--- ENTRIES SHOWN ---

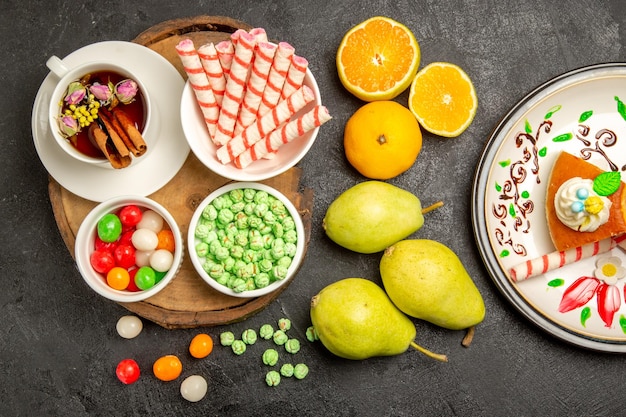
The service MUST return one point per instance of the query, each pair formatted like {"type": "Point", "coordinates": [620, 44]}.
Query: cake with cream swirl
{"type": "Point", "coordinates": [584, 204]}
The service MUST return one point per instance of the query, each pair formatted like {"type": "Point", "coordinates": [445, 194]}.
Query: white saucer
{"type": "Point", "coordinates": [164, 161]}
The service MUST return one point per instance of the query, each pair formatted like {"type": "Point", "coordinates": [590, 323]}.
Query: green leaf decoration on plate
{"type": "Point", "coordinates": [563, 138]}
{"type": "Point", "coordinates": [584, 315]}
{"type": "Point", "coordinates": [621, 107]}
{"type": "Point", "coordinates": [607, 183]}
{"type": "Point", "coordinates": [527, 127]}
{"type": "Point", "coordinates": [556, 282]}
{"type": "Point", "coordinates": [551, 111]}
{"type": "Point", "coordinates": [622, 323]}
{"type": "Point", "coordinates": [585, 115]}
{"type": "Point", "coordinates": [505, 163]}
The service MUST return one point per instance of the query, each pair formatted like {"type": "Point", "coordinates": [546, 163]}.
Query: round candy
{"type": "Point", "coordinates": [130, 215]}
{"type": "Point", "coordinates": [145, 239]}
{"type": "Point", "coordinates": [201, 346]}
{"type": "Point", "coordinates": [129, 326]}
{"type": "Point", "coordinates": [118, 278]}
{"type": "Point", "coordinates": [161, 260]}
{"type": "Point", "coordinates": [142, 257]}
{"type": "Point", "coordinates": [167, 368]}
{"type": "Point", "coordinates": [102, 261]}
{"type": "Point", "coordinates": [127, 371]}
{"type": "Point", "coordinates": [109, 228]}
{"type": "Point", "coordinates": [124, 255]}
{"type": "Point", "coordinates": [151, 220]}
{"type": "Point", "coordinates": [166, 240]}
{"type": "Point", "coordinates": [145, 278]}
{"type": "Point", "coordinates": [193, 388]}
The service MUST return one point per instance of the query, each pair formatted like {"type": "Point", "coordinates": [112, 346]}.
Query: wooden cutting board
{"type": "Point", "coordinates": [187, 302]}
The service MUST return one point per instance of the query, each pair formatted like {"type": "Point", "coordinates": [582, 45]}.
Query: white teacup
{"type": "Point", "coordinates": [66, 75]}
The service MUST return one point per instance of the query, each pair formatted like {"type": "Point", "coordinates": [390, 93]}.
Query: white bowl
{"type": "Point", "coordinates": [201, 145]}
{"type": "Point", "coordinates": [84, 247]}
{"type": "Point", "coordinates": [198, 261]}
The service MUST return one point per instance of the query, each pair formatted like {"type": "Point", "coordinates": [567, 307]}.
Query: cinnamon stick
{"type": "Point", "coordinates": [115, 124]}
{"type": "Point", "coordinates": [139, 144]}
{"type": "Point", "coordinates": [100, 137]}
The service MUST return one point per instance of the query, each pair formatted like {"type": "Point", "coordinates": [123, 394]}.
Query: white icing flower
{"type": "Point", "coordinates": [579, 207]}
{"type": "Point", "coordinates": [609, 269]}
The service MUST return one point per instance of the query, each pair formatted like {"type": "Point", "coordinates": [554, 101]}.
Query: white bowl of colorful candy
{"type": "Point", "coordinates": [246, 239]}
{"type": "Point", "coordinates": [128, 248]}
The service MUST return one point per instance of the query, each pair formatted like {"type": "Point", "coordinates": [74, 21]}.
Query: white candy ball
{"type": "Point", "coordinates": [142, 257]}
{"type": "Point", "coordinates": [129, 326]}
{"type": "Point", "coordinates": [145, 239]}
{"type": "Point", "coordinates": [151, 220]}
{"type": "Point", "coordinates": [161, 260]}
{"type": "Point", "coordinates": [193, 388]}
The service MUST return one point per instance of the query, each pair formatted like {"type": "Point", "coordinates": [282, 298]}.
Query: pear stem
{"type": "Point", "coordinates": [469, 336]}
{"type": "Point", "coordinates": [432, 207]}
{"type": "Point", "coordinates": [437, 356]}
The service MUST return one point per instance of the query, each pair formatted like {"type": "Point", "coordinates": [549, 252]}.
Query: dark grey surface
{"type": "Point", "coordinates": [58, 344]}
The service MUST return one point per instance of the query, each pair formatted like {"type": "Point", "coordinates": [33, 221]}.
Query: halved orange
{"type": "Point", "coordinates": [443, 99]}
{"type": "Point", "coordinates": [377, 59]}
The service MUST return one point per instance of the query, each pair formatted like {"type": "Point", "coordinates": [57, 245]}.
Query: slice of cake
{"type": "Point", "coordinates": [584, 204]}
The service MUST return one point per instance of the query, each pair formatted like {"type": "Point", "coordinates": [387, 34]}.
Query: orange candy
{"type": "Point", "coordinates": [167, 368]}
{"type": "Point", "coordinates": [118, 278]}
{"type": "Point", "coordinates": [166, 240]}
{"type": "Point", "coordinates": [201, 346]}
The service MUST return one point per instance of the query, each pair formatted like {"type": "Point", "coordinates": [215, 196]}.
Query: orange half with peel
{"type": "Point", "coordinates": [443, 99]}
{"type": "Point", "coordinates": [377, 59]}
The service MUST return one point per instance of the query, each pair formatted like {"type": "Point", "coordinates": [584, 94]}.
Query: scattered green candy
{"type": "Point", "coordinates": [249, 336]}
{"type": "Point", "coordinates": [227, 338]}
{"type": "Point", "coordinates": [272, 378]}
{"type": "Point", "coordinates": [292, 346]}
{"type": "Point", "coordinates": [238, 347]}
{"type": "Point", "coordinates": [300, 371]}
{"type": "Point", "coordinates": [109, 228]}
{"type": "Point", "coordinates": [311, 334]}
{"type": "Point", "coordinates": [287, 370]}
{"type": "Point", "coordinates": [270, 357]}
{"type": "Point", "coordinates": [284, 324]}
{"type": "Point", "coordinates": [280, 338]}
{"type": "Point", "coordinates": [266, 331]}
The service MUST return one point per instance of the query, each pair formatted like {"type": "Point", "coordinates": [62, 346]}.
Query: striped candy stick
{"type": "Point", "coordinates": [233, 95]}
{"type": "Point", "coordinates": [541, 265]}
{"type": "Point", "coordinates": [213, 69]}
{"type": "Point", "coordinates": [264, 56]}
{"type": "Point", "coordinates": [285, 134]}
{"type": "Point", "coordinates": [265, 124]}
{"type": "Point", "coordinates": [295, 76]}
{"type": "Point", "coordinates": [276, 78]}
{"type": "Point", "coordinates": [260, 35]}
{"type": "Point", "coordinates": [200, 84]}
{"type": "Point", "coordinates": [225, 53]}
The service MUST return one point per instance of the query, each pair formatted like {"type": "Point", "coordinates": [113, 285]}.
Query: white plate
{"type": "Point", "coordinates": [508, 213]}
{"type": "Point", "coordinates": [205, 150]}
{"type": "Point", "coordinates": [159, 166]}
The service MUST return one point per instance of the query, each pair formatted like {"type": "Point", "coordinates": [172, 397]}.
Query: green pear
{"type": "Point", "coordinates": [372, 215]}
{"type": "Point", "coordinates": [354, 319]}
{"type": "Point", "coordinates": [426, 280]}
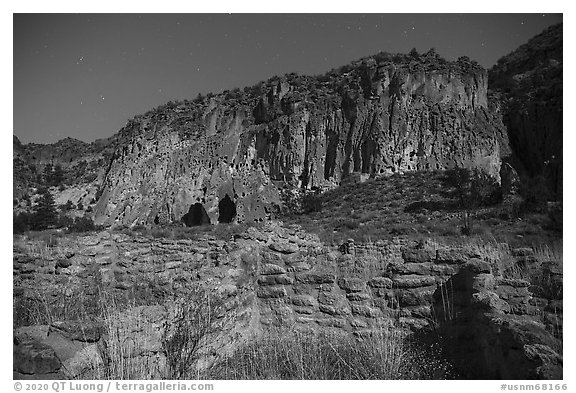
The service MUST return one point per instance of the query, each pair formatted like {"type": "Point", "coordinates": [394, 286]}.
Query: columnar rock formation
{"type": "Point", "coordinates": [382, 114]}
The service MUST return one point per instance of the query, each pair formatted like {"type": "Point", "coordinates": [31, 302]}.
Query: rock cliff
{"type": "Point", "coordinates": [379, 115]}
{"type": "Point", "coordinates": [528, 83]}
{"type": "Point", "coordinates": [277, 276]}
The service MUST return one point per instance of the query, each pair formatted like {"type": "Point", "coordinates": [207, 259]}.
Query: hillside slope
{"type": "Point", "coordinates": [380, 115]}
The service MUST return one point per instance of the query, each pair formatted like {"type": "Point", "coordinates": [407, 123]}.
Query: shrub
{"type": "Point", "coordinates": [184, 336]}
{"type": "Point", "coordinates": [472, 189]}
{"type": "Point", "coordinates": [21, 222]}
{"type": "Point", "coordinates": [284, 353]}
{"type": "Point", "coordinates": [82, 224]}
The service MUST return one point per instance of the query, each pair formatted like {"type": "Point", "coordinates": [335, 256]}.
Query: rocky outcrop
{"type": "Point", "coordinates": [489, 327]}
{"type": "Point", "coordinates": [528, 82]}
{"type": "Point", "coordinates": [267, 277]}
{"type": "Point", "coordinates": [379, 115]}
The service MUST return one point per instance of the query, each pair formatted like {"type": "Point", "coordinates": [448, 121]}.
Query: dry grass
{"type": "Point", "coordinates": [291, 353]}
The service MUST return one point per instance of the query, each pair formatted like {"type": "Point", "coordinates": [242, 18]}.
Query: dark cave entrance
{"type": "Point", "coordinates": [196, 216]}
{"type": "Point", "coordinates": [226, 210]}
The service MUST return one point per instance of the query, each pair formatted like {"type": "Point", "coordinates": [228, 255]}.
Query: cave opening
{"type": "Point", "coordinates": [196, 216]}
{"type": "Point", "coordinates": [226, 210]}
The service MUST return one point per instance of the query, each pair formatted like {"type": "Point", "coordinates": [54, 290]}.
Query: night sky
{"type": "Point", "coordinates": [84, 76]}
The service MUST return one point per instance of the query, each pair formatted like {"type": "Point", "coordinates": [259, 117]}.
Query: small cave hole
{"type": "Point", "coordinates": [196, 216]}
{"type": "Point", "coordinates": [226, 210]}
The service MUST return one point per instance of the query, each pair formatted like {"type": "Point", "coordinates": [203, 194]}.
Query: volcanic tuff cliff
{"type": "Point", "coordinates": [379, 115]}
{"type": "Point", "coordinates": [528, 82]}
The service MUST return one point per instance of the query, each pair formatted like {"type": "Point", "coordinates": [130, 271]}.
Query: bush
{"type": "Point", "coordinates": [82, 224]}
{"type": "Point", "coordinates": [472, 189]}
{"type": "Point", "coordinates": [21, 222]}
{"type": "Point", "coordinates": [184, 337]}
{"type": "Point", "coordinates": [45, 215]}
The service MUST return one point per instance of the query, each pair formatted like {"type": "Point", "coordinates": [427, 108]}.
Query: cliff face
{"type": "Point", "coordinates": [529, 83]}
{"type": "Point", "coordinates": [379, 115]}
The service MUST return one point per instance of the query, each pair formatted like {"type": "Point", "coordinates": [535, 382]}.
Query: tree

---

Write out every line of the data above that contains the string "cake", treating uppercase and lowercase letters as different.

Query: cake with cream swirl
Query: slice of cake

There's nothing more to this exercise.